(Stored items from a collection)
^^^^^^^^^^^^^^^^

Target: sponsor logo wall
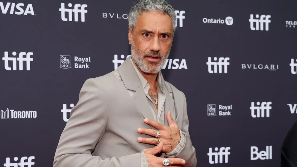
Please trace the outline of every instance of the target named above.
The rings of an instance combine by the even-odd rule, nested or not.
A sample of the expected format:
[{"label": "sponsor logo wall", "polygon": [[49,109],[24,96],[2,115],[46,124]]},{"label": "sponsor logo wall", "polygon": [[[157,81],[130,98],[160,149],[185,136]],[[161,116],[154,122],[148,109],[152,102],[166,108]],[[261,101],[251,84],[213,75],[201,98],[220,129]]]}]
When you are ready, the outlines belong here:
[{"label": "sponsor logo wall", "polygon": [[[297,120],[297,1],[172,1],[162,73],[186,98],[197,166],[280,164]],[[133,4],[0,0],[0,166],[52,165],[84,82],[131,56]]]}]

^^^^^^^^^^^^^^^^

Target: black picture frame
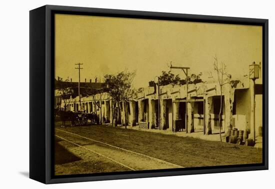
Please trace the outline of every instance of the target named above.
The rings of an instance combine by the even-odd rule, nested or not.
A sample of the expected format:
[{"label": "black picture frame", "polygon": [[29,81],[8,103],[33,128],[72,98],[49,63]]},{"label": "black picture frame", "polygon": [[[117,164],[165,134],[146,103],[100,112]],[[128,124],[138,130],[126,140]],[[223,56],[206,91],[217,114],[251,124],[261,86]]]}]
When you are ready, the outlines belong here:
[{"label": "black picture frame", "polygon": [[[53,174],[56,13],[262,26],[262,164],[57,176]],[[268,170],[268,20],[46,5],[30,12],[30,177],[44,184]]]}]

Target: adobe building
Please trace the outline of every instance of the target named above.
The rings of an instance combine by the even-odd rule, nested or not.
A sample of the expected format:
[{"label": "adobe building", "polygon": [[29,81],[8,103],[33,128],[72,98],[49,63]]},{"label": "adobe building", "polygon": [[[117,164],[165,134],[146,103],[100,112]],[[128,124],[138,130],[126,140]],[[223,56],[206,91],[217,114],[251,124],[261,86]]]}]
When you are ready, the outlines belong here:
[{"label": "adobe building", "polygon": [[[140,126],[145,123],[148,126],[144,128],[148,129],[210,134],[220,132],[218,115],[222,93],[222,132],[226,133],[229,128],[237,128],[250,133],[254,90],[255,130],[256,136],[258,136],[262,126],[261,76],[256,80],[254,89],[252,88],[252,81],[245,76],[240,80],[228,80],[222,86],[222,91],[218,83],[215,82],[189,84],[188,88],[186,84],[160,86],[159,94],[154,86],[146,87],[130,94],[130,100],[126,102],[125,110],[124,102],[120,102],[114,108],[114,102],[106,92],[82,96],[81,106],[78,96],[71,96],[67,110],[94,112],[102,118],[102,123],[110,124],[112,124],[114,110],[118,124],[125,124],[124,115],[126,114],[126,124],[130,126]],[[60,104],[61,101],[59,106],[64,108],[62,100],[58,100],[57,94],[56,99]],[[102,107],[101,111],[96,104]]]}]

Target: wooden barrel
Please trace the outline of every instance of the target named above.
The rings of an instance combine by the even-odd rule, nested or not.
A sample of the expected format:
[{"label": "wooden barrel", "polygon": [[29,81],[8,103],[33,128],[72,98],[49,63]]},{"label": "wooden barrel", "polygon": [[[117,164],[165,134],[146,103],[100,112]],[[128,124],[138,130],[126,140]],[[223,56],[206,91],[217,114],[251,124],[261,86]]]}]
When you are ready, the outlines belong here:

^^^^^^^^^^^^^^^^

Directions: Count the lines in the items above that contain the word "barrel", matching case exactly, and reply with only that number.

Full response: 2